═══ EXERCISE MATERIALS

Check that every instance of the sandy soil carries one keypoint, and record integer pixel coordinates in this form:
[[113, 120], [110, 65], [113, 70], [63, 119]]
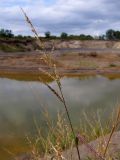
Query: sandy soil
[[68, 62]]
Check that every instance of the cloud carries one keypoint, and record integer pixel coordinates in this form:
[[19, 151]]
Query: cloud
[[73, 17]]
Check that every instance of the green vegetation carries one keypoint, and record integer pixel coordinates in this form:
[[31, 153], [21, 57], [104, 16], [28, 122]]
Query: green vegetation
[[109, 35], [63, 135]]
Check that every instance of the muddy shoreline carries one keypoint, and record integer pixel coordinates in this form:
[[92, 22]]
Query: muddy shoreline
[[69, 63]]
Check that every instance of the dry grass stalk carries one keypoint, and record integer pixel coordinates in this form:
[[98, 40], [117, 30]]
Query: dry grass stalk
[[113, 130], [48, 60]]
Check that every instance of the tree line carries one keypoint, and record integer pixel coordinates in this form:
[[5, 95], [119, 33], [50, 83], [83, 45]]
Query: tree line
[[109, 35]]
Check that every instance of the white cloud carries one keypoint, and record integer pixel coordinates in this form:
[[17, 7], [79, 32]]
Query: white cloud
[[72, 16]]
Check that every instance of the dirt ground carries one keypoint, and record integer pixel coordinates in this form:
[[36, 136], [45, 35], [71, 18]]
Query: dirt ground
[[69, 62]]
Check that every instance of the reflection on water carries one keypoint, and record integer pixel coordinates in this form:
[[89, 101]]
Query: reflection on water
[[22, 101]]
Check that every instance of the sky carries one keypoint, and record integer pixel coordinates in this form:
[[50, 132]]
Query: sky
[[72, 16]]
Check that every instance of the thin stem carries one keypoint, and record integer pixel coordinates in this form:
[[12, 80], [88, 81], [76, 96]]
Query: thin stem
[[69, 119]]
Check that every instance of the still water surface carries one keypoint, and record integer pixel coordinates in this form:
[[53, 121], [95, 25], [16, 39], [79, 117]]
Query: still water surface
[[23, 101]]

══════

- [DIRECTIONS]:
Convert the rows above into a numbered list, one line per item, with blank lines removed and the pictures left out.

- [SOLUTION TO THIS EXERCISE]:
1. Check that every instance of the sandy soil carries one keypoint, and record integer pixel coordinates in this form:
2. [[113, 120], [110, 65], [113, 70], [63, 119]]
3. Query: sandy soil
4. [[68, 62]]
5. Check that every instance of the cloud carries one keypoint, and record integer pixel coordinates in this form:
6. [[19, 151]]
7. Query: cloud
8. [[73, 17]]
9. Check that every instance of the green vegetation carries one keypoint, and record integer pixel coordinates in this form:
10. [[31, 153], [21, 57], [104, 16], [28, 122]]
11. Query: green vegetation
12. [[109, 35], [63, 135]]
13. Check that every instance of the muddy shoreline carries one keypoint, and record integer pixel coordinates in this form:
14. [[92, 22]]
15. Query: muddy shoreline
16. [[69, 63]]
17. Check that every instance of the dry grass stalk carries one keypoint, and record integer pixel coordinates in this form:
18. [[98, 40], [117, 30]]
19. Query: dry grass stalk
20. [[113, 130], [48, 60]]
21. Check that every instance of the tree line carries one keypoint, and record integer pixel coordinates in this form:
22. [[5, 95], [119, 33], [50, 83], [83, 45]]
23. Query: tree line
24. [[109, 35]]
25. Check that every instance of the white cloud carries one keypoint, and record integer pixel coordinates in this form:
26. [[17, 7], [79, 32]]
27. Query: white cloud
28. [[72, 16]]
29. Check that every instance of the dirt ground carries one keypoint, and record integer pixel coordinates in this form:
30. [[36, 136], [45, 35], [71, 18]]
31. Query: dirt ground
32. [[69, 62]]
33. Check that every instance of the reflection on water carries one keypoint, and record integer pixel coordinates in this form:
34. [[89, 101]]
35. Query: reflection on water
36. [[22, 101]]
37. Check that every instance of the sky carries one keypoint, and record integer pixel coordinates in this form:
38. [[50, 132]]
39. Query: sky
40. [[72, 16]]
41. Check that every instance of the thin stem carries one keypoint, and record integer pixel coordinates in this form:
42. [[12, 80], [88, 81], [76, 96]]
43. Query: thin stem
44. [[69, 119]]
45. Check that every instance of the still water surface carries one keypoint, and record integer pixel coordinates in this form:
46. [[53, 121], [95, 25], [16, 39], [79, 117]]
47. Query: still water surface
48. [[23, 101]]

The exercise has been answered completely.